- _Source document_:
▶

Kind of like my dad, she lost her independence in the blink of an eye, never to regain it, even though we had hopes that she would, at least to some extent. Kind of like my dad, she was in very good shape physically and mentally, until her illness struck. But unlike my dad, in addition to her physical skills, her cognitive abilities also were severely affected as a result of the stroke, and she did not have anyone in her area to take the kind of care of her that was required after that or the resources to have it provided in her home. And so, as her hospital stay after the stroke was coming to an end, a skilled nursing facility was strongly recommended by the medical staff, and my parents decided to move her to one that was close to their house, one state over from hers.
|QUITE THE DAREDEVIL IN YEARS PAST: With her younger brother Freddie, in Daytona Beach, FL ...|
|... and riding the bull at Gilley's|
About a month before Dad was diagnosed with cancer, he and my mom sat down with Grandmom's doctor to discuss her steadily declining condition. She had become completely dependent on others for everything, including feeding herself, and had been having some trouble with swallowing that seemed to indicate that she had had one or more mini-strokes that were hastening her decline. Because of the swallowing difficulties, she was at risk for pneumonia and she was also having bouts of depression and anxiety, even though she did not seem to be aware of where she was or what was going on around her most of the time. The physician recommended that my dad, who held Grandmom's medical power of attorney, enroll his mother in hospice care, which meant that she would continue to be cared for in the nursing home but that she would also be monitored by medical staff from a hospice agency who were specifically trained in end-of-life comfort care. Wanting the best possible care for his mom, Dad signed the papers with a heavy heart; he'd committed to providing for and to looking after his mom years ago and felt in his heart that this was the best choice for her, as did we.

◀

- _Provided material_:
▶

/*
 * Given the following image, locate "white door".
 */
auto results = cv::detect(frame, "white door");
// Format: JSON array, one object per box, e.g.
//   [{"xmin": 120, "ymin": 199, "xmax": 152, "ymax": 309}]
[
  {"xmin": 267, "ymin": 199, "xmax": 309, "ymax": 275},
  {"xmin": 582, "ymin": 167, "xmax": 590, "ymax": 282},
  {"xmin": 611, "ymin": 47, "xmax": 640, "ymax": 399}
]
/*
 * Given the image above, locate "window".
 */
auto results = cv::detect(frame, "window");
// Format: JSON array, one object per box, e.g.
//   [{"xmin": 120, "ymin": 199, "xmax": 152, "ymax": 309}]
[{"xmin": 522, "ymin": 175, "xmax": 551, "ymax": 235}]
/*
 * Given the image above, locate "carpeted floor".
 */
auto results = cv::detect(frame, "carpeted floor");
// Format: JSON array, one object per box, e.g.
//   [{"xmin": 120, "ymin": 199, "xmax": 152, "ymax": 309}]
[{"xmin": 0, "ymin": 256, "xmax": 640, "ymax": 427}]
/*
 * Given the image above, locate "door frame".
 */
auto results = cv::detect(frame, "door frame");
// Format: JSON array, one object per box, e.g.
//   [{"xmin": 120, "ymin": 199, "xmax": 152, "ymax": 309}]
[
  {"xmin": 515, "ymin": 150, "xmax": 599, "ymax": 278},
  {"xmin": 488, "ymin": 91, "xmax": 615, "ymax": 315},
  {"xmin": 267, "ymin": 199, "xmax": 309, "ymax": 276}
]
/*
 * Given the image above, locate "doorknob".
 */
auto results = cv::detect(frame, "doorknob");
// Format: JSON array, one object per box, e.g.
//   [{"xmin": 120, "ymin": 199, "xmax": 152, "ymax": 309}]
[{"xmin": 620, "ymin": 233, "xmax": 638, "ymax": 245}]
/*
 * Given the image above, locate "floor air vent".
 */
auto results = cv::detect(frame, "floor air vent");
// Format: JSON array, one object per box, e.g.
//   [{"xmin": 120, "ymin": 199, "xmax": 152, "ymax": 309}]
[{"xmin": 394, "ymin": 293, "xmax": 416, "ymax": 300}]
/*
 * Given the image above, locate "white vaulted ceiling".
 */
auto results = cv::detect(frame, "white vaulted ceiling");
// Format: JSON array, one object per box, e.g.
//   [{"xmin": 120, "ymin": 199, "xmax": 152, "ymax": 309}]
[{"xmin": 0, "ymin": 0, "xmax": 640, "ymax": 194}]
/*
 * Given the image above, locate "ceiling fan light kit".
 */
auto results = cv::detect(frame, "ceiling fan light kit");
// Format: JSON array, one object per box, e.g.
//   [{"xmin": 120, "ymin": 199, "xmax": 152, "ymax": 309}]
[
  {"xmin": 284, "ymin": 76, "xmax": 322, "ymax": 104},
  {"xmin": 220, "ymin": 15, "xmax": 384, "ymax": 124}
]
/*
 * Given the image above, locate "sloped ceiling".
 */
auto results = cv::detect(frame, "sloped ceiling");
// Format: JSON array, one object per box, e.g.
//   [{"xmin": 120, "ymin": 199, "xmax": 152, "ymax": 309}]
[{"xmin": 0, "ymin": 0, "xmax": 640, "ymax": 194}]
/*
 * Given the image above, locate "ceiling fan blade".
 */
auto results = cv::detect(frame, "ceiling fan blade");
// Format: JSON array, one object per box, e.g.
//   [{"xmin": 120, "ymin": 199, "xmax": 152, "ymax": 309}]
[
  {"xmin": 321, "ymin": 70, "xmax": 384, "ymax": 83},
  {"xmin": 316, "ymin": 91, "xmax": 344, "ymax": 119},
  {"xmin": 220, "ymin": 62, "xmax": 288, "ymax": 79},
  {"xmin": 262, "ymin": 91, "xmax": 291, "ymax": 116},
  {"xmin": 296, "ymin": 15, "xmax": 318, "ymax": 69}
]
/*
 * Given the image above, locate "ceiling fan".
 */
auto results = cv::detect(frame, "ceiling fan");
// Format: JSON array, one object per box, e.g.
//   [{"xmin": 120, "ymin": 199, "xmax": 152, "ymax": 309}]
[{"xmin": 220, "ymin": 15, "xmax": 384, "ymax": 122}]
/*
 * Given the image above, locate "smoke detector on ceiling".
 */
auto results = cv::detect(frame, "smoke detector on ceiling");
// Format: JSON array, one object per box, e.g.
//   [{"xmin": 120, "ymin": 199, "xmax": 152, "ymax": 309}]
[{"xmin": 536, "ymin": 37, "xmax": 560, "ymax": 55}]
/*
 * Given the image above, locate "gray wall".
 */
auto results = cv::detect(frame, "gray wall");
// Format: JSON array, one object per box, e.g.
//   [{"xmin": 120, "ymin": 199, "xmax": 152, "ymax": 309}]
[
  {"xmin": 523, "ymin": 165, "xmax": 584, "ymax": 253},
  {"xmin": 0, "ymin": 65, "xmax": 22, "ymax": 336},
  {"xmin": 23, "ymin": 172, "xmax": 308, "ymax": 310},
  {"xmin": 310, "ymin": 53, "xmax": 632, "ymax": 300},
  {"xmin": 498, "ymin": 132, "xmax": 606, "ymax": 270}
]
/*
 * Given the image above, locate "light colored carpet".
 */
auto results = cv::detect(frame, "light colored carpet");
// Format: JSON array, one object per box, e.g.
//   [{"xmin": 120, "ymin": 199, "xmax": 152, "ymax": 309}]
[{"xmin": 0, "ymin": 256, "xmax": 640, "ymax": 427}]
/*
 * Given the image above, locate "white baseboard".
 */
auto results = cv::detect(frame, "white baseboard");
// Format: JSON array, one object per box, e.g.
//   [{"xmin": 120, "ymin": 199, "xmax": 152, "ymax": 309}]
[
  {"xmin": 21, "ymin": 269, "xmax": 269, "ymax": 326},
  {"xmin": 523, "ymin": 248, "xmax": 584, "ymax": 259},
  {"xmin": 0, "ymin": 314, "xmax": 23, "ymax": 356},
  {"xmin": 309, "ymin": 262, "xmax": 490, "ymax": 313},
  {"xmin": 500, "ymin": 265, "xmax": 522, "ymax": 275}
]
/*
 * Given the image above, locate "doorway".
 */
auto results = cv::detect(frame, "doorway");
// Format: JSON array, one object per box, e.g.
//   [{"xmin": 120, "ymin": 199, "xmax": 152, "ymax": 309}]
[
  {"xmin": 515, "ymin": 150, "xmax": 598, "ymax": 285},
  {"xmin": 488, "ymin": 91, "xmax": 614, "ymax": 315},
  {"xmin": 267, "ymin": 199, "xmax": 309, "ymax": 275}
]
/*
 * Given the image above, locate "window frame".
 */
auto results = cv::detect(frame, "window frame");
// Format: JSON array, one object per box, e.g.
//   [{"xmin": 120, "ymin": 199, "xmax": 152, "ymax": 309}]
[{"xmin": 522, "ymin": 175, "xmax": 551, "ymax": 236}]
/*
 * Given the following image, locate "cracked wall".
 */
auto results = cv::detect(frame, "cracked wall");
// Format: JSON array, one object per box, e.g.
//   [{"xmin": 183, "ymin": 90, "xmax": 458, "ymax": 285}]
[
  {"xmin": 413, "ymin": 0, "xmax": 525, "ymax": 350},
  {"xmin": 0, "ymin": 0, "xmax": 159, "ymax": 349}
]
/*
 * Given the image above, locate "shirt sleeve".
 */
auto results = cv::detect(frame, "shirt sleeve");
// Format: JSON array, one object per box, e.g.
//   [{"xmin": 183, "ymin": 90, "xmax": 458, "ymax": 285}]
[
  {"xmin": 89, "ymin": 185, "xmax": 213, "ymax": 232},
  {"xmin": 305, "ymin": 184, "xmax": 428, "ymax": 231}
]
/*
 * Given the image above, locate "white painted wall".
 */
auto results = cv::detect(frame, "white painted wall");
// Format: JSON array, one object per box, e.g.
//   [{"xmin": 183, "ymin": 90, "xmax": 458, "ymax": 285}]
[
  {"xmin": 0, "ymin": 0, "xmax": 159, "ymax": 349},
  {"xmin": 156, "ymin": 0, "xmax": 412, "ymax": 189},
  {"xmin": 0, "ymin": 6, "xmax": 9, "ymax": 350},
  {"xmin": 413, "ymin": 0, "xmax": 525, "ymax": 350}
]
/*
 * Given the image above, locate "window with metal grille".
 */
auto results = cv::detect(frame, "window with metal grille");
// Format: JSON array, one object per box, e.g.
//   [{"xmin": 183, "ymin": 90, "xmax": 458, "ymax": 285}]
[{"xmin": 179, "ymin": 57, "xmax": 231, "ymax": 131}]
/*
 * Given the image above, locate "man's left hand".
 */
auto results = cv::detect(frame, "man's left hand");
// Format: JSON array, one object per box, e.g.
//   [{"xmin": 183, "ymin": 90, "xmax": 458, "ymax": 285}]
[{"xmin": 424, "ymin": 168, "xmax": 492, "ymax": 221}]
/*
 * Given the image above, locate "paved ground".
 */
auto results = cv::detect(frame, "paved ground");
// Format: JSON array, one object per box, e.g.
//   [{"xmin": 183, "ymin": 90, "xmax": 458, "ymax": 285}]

◀

- _Task instructions_:
a - Reproduce from the passage about Grandmom's care the words from "Kind of like my dad, she lost" up to and including "over from hers.", with no changes.
b - In the passage about Grandmom's care, rewrite the paragraph that begins "About a month before Dad was diagnosed" as a bulleted list that keeps its main facts.
c - Continue the passage about Grandmom's care, starting after its final sentence.

- _Solved tasks_:
a -
Kind of like my dad, she lost her independence in the blink of an eye, never to regain it, even though we had hopes that she would, at least to some extent. Kind of like my dad, she was in very good shape physically and mentally, until her illness struck. But unlike my dad, in addition to her physical skills, her cognitive abilities also were severely affected as a result of the stroke, and she did not have anyone in her area to take the kind of care of her that was required after that or the resources to have it provided in her home. And so, as her hospital stay after the stroke was coming to an end, a skilled nursing facility was strongly recommended by the medical staff, and my parents decided to move her to one that was close to their house, one state over from hers.

b -
- About a month before Dad's cancer diagnosis, he and Mom met with Grandmom's doctor about her steadily declining condition.
- She had become completely dependent on others for everything, including feeding herself.
- Trouble swallowing suggested one or more mini-strokes that were hastening her decline and put her at risk for pneumonia.
- She also had bouts of depression and anxiety, though most of the time she seemed unaware of where she was or what was happening around her.
- The physician recommended hospice care. Dad held her medical power of attorney.
- Under hospice care she would stay in the nursing home, and medical staff from a hospice agency trained in end-of-life comfort care would also monitor her.
- Wanting the best care for her, Dad signed the papers with a heavy heart. He had committed years earlier to providing for and looking after his mom, and he and the family felt this was the best choice for her.

c -
Worrying about her, her prognosis, and her comfort continued to weigh heavily on my dad in the days ahead; in fact, the last text message I ever got from him, which was just before he was diagnosed, was about his concerns for her. He said he felt that she was declining so quickly that he didn't think she would survive even one month longer. He said that he was worried about how "the girls" (meaning my children and my nieces, all of whom had visited Grandmom in the nursing home recently but had not seen her in her present condition) were taking the news of her decline; the whole situation was both difficult and sad for everyone involved. Dad continued to visit his mom whenever he could, as did my mom; thinking about her was a part of their normal routine.